"""

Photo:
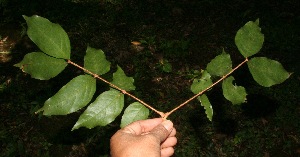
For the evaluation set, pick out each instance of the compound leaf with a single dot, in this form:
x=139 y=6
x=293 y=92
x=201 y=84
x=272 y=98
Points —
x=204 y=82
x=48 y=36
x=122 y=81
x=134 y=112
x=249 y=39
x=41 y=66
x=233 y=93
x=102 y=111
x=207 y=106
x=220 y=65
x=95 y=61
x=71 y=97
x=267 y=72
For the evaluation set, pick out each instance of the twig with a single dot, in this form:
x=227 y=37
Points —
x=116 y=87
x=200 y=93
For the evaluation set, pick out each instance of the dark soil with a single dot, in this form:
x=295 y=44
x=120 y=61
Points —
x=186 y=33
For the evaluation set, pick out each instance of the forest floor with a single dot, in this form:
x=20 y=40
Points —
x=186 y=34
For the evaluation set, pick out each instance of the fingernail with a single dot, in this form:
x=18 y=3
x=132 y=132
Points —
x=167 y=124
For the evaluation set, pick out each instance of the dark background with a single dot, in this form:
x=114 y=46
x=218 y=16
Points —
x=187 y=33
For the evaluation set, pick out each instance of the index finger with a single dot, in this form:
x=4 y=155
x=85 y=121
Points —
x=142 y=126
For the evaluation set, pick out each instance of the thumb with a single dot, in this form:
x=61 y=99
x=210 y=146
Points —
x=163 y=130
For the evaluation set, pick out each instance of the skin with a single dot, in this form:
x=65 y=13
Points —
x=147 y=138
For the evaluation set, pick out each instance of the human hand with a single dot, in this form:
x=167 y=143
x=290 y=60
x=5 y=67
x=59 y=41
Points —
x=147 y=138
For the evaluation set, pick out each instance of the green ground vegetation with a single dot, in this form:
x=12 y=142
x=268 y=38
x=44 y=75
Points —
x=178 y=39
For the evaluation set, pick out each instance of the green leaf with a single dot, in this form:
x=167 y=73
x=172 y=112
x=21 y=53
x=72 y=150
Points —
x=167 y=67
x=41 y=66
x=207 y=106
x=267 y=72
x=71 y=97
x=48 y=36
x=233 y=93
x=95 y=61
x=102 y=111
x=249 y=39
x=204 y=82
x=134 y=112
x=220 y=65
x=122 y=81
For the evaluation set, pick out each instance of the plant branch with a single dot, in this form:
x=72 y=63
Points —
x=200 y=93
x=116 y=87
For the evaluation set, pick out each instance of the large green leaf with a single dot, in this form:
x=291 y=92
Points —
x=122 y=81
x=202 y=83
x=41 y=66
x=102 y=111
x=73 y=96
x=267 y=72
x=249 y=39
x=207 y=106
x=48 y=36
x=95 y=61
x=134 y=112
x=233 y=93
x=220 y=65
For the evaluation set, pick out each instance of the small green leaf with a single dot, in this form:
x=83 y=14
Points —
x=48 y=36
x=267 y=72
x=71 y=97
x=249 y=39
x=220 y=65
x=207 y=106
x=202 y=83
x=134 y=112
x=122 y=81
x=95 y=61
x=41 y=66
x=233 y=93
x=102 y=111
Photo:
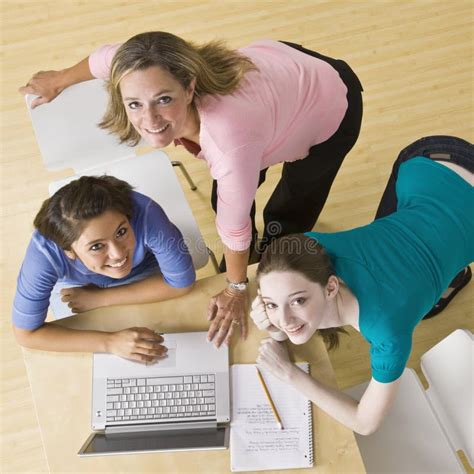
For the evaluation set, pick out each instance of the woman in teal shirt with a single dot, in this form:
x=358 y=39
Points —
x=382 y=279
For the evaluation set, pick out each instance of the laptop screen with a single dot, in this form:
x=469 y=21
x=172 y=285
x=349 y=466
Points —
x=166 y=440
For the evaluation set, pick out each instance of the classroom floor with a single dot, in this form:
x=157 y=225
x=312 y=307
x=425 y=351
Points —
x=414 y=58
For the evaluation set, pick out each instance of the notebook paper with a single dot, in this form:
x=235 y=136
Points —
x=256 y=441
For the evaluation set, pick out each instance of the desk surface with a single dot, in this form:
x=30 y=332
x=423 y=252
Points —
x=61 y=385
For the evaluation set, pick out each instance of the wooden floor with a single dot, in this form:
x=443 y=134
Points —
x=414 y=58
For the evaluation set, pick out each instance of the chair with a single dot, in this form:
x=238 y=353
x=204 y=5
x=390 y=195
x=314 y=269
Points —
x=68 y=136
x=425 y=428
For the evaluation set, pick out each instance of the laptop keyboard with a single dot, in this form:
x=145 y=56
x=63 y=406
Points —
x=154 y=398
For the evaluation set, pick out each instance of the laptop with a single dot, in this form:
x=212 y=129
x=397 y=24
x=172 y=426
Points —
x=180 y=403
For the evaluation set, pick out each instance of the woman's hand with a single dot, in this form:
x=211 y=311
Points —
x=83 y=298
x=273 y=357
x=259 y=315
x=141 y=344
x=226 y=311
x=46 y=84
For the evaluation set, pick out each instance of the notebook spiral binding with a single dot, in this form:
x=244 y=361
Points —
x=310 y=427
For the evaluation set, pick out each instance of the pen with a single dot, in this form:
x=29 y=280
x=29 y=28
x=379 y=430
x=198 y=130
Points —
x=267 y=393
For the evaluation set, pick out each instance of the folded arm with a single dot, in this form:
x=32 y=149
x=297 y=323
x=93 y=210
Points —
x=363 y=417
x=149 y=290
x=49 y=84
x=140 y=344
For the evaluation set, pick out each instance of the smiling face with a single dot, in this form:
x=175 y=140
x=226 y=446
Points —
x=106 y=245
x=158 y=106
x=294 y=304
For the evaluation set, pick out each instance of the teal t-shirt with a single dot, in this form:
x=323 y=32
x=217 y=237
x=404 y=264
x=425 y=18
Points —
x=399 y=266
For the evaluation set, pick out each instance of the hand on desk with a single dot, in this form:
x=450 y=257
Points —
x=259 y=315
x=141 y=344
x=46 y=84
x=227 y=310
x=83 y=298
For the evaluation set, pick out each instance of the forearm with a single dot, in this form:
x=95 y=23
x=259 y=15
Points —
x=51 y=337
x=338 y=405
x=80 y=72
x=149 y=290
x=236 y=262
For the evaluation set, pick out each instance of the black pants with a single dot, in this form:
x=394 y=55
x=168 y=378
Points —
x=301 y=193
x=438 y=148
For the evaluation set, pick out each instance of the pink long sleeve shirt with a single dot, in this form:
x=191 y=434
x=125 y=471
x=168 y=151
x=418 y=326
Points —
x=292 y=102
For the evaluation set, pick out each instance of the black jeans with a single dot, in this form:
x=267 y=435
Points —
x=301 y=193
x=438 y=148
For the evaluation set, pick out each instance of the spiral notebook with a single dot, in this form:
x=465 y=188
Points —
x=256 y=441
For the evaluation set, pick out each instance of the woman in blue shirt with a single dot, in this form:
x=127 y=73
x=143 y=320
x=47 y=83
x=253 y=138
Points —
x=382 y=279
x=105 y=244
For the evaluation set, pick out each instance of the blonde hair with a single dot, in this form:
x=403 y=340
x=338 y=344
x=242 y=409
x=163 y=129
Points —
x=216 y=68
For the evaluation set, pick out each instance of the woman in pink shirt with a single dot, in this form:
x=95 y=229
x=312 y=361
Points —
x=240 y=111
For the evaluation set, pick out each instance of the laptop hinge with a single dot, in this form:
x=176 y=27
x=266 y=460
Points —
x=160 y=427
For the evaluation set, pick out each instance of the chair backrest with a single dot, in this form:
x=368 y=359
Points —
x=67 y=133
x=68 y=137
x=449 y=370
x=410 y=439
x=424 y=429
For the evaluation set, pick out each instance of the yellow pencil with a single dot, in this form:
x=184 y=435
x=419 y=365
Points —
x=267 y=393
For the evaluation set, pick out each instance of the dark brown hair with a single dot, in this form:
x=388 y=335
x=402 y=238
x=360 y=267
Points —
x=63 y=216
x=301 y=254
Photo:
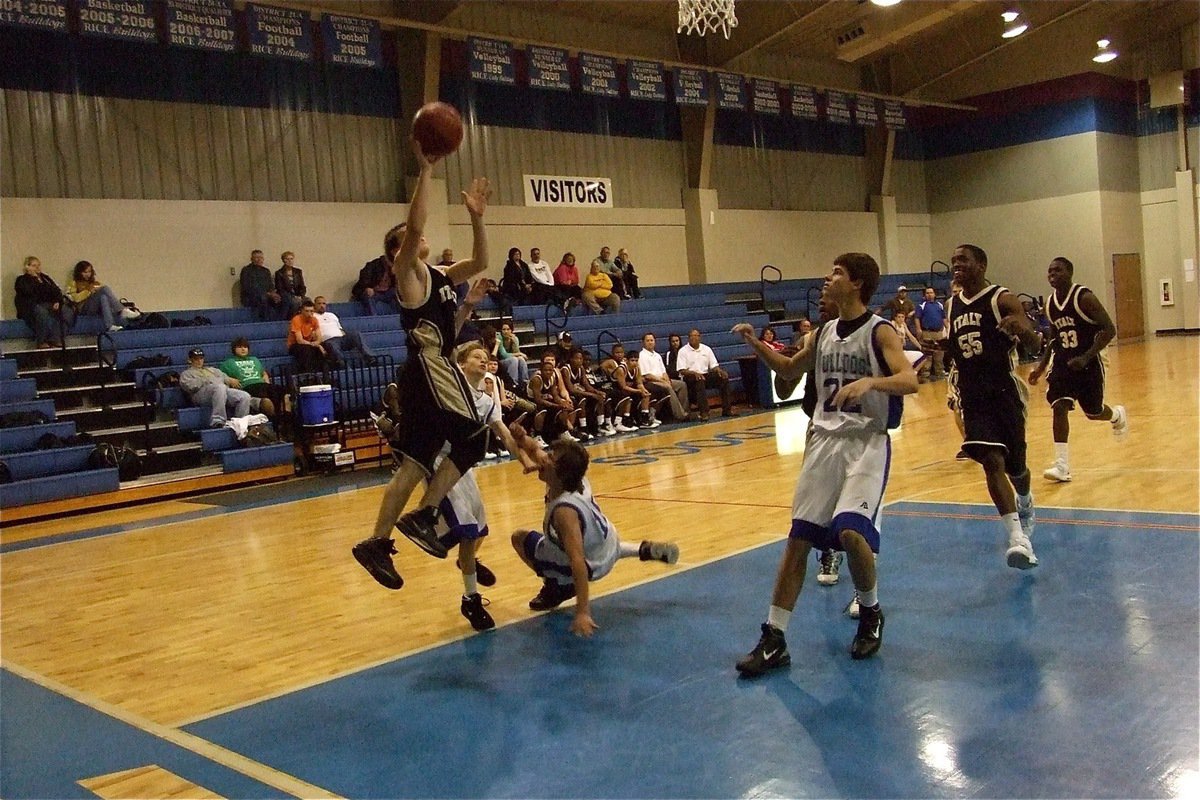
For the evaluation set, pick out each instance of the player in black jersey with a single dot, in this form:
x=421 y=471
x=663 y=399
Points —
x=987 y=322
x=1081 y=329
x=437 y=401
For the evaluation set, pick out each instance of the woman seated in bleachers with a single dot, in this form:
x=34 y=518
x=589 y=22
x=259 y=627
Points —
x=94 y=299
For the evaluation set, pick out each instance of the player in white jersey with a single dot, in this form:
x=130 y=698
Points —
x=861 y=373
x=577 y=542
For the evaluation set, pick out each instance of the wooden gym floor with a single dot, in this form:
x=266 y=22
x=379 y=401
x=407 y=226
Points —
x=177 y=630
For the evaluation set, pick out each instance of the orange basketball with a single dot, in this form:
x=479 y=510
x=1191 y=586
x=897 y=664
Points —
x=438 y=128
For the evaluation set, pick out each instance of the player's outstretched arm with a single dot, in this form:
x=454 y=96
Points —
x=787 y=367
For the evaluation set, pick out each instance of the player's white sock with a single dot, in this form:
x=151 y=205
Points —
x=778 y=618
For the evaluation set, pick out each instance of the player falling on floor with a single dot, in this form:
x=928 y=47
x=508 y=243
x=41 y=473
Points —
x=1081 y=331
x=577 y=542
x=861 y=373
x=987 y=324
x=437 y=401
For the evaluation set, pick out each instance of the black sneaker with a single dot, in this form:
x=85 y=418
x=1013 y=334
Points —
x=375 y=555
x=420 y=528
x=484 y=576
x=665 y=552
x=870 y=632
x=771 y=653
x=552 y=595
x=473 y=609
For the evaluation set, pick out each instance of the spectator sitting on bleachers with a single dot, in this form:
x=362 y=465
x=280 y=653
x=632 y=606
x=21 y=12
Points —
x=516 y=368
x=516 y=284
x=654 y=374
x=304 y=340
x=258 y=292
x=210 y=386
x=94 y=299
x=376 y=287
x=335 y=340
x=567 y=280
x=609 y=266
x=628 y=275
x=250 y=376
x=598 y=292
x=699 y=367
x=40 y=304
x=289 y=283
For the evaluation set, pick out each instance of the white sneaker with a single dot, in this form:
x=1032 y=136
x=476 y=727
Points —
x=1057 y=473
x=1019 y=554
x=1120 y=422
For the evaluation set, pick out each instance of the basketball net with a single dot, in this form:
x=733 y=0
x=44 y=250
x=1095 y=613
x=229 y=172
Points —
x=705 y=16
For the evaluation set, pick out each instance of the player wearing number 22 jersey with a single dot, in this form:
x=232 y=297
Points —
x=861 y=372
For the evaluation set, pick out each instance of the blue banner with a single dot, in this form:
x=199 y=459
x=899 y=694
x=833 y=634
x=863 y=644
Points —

"""

*Request:*
Copy the data above verbatim, starting at the line that contains "For the evaluation set, pick out each instance of the large" and ending at the line that contains "x=166 y=440", with both of those lines included. Leave the pictures out of your answer.

*Finished task:*
For the evaluation set, pick out each instance of the large green leaf with a single dot, in this form:
x=291 y=92
Points —
x=122 y=81
x=202 y=83
x=41 y=66
x=102 y=111
x=73 y=96
x=267 y=72
x=249 y=39
x=207 y=106
x=48 y=36
x=95 y=61
x=134 y=112
x=233 y=93
x=220 y=65
For the evaluation set, pick out each instance of the small green leaf with a single dot, in this form:
x=83 y=14
Points —
x=48 y=36
x=267 y=72
x=71 y=97
x=249 y=39
x=220 y=65
x=207 y=106
x=202 y=83
x=134 y=112
x=122 y=81
x=95 y=61
x=41 y=66
x=233 y=93
x=102 y=111
Photo:
For the evaluation set, pick out each instance of the woman in teal shirt with a single dot, in this form:
x=358 y=39
Points —
x=382 y=279
For the evaluation set, pick out each instance of the laptop screen with a single dot, in this form:
x=469 y=21
x=172 y=285
x=349 y=466
Points —
x=166 y=440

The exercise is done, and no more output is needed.